(Directions) Give back exactly the lines of the entries below from the line with "Where can the distant hillside" to the line with "Target: clear turquoise water", inclusive, and only those.

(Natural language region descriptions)
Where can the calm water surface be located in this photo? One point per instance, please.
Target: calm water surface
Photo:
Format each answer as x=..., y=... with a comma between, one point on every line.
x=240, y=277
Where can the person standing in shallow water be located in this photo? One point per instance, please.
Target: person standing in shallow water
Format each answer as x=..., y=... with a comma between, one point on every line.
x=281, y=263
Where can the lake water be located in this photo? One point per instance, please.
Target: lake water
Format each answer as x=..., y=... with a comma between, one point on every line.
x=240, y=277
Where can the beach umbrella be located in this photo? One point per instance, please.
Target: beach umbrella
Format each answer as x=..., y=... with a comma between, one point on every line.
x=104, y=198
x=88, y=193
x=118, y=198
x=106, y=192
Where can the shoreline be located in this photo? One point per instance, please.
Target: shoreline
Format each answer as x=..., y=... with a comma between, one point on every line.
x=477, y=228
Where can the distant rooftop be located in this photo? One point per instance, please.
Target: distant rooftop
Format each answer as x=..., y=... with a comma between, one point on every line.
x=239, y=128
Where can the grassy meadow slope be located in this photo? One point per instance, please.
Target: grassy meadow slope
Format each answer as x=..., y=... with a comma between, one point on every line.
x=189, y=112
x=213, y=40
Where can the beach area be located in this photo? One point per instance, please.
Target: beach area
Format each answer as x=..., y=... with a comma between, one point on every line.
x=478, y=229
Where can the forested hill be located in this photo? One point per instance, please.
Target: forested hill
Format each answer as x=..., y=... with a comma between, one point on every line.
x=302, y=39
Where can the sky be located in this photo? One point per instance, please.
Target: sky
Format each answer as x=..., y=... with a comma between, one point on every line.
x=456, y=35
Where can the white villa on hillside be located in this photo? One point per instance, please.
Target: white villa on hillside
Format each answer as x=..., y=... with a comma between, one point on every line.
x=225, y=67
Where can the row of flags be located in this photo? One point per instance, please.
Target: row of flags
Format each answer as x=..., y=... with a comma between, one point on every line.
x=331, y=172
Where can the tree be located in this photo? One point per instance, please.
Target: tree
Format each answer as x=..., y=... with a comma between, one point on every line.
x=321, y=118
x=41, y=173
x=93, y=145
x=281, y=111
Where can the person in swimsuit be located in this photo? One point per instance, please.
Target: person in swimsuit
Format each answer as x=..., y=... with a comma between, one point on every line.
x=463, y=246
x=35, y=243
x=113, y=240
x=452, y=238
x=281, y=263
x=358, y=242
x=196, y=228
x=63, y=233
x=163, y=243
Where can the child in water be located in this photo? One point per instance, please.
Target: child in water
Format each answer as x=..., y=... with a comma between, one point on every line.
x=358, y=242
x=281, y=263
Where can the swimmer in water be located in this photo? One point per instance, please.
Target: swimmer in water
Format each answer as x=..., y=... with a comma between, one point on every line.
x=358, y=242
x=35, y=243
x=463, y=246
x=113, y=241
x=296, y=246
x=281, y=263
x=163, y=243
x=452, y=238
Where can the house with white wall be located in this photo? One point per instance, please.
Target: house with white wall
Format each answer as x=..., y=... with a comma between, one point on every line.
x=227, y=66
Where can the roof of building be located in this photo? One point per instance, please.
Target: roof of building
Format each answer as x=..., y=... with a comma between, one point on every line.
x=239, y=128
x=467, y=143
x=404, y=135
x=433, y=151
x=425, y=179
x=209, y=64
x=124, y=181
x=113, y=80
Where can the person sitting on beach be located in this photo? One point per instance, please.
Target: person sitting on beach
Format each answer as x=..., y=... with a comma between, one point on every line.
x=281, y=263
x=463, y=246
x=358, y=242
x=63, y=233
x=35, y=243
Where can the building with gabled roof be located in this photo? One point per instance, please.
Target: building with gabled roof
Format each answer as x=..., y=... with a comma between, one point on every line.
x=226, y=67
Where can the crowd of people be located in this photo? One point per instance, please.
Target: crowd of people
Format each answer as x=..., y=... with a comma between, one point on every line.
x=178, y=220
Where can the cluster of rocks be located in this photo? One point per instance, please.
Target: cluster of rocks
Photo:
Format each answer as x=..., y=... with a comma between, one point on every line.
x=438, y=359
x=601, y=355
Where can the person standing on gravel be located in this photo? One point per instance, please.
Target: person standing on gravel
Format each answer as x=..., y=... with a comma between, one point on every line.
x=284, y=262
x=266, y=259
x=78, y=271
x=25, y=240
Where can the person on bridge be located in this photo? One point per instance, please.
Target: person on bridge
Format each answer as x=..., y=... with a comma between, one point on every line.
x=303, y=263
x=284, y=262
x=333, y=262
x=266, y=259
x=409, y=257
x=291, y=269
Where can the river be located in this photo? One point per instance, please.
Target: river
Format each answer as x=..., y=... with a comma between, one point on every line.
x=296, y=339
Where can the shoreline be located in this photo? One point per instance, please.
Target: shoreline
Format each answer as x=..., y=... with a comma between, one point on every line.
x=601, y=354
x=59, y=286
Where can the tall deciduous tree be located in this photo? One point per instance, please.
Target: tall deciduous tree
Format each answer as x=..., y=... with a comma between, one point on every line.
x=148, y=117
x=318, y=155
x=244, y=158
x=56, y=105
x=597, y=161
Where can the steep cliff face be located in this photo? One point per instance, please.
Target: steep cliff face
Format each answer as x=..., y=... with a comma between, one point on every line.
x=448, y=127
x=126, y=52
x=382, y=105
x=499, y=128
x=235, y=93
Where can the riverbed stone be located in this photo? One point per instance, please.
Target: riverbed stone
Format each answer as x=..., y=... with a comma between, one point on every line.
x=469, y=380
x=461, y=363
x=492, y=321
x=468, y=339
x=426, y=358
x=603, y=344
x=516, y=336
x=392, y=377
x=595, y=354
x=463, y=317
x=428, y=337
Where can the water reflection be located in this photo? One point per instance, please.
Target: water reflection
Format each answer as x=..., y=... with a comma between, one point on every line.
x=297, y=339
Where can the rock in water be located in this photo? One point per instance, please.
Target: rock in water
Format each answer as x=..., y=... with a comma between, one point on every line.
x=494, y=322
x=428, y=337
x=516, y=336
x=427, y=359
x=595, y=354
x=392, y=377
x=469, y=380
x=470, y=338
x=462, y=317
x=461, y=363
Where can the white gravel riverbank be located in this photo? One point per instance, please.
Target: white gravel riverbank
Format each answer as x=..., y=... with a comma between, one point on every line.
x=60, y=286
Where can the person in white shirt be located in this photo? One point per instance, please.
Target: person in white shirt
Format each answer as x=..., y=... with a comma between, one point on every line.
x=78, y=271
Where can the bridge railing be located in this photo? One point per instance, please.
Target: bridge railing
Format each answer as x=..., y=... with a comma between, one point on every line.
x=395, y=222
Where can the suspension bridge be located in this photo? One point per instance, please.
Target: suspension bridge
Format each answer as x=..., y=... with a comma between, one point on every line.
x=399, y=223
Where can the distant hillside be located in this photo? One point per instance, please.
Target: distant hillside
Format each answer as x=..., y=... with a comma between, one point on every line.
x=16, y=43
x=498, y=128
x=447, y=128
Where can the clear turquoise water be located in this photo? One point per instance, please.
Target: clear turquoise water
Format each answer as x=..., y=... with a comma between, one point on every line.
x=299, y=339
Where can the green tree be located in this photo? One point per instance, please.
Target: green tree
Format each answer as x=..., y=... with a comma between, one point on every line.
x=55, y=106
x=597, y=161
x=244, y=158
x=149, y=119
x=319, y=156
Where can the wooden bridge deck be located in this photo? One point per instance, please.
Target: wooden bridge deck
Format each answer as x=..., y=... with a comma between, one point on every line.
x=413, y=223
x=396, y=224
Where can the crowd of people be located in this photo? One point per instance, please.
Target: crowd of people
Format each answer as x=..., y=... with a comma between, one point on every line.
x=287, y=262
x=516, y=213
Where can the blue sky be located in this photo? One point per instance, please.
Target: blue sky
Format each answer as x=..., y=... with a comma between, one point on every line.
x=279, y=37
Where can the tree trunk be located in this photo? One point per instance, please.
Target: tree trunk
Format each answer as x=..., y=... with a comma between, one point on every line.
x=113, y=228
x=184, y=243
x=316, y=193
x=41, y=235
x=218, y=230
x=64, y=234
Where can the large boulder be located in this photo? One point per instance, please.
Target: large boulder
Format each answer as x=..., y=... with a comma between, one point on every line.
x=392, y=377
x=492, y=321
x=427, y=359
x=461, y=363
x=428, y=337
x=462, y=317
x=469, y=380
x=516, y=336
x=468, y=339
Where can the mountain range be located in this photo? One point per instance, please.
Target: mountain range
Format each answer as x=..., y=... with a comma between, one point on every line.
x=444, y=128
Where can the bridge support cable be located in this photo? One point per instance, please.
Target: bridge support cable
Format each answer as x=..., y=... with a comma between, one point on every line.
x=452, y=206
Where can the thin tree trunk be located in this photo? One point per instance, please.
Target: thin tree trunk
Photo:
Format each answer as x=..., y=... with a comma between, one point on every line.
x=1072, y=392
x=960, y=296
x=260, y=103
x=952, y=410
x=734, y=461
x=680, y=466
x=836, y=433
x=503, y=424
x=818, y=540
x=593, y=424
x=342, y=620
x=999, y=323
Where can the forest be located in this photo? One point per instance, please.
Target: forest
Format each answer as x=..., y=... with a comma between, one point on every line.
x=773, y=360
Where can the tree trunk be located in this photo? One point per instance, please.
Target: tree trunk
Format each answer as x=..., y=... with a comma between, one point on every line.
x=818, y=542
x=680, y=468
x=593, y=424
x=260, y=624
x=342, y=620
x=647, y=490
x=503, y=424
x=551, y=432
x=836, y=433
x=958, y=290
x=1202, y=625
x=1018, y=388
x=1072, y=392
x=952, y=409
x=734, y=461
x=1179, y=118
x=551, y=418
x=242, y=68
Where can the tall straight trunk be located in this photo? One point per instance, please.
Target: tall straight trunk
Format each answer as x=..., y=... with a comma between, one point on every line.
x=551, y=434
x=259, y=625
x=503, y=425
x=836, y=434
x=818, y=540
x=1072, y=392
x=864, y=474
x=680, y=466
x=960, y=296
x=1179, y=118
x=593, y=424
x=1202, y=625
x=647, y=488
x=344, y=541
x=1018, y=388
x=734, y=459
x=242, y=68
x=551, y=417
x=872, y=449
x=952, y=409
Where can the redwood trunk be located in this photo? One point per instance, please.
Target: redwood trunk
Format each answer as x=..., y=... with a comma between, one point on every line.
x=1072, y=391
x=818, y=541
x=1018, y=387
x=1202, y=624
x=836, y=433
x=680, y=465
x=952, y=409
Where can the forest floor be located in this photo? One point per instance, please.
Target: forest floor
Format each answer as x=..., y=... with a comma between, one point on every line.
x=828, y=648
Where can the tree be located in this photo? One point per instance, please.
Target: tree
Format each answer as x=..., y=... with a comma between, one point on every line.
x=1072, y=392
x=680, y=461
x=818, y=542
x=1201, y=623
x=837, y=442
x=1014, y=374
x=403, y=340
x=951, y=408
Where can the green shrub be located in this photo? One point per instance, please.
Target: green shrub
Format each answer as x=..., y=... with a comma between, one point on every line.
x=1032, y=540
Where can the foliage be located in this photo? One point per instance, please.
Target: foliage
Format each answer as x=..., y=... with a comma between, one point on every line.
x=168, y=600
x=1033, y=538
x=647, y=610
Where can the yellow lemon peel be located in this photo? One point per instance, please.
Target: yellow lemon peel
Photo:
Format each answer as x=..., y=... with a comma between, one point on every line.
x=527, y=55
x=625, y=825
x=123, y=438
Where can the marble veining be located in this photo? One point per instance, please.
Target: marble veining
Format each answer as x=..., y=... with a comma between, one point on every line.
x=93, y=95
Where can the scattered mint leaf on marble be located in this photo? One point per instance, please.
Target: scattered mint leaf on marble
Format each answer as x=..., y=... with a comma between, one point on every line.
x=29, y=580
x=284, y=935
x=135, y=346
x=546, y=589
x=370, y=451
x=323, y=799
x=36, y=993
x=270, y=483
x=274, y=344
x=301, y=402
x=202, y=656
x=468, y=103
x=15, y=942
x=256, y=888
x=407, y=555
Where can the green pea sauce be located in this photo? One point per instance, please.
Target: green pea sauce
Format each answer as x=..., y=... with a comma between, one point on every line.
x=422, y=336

(Answer for this exercise)
Where can the distant hillside be located in this photo? One point per instance, please.
Target: distant hillside
Format each answer as x=..., y=... with a comma between, one point on every line.
x=16, y=43
x=498, y=128
x=447, y=128
Where can the clear turquoise water be located in this photo? One point per instance, please.
Target: clear turquoise water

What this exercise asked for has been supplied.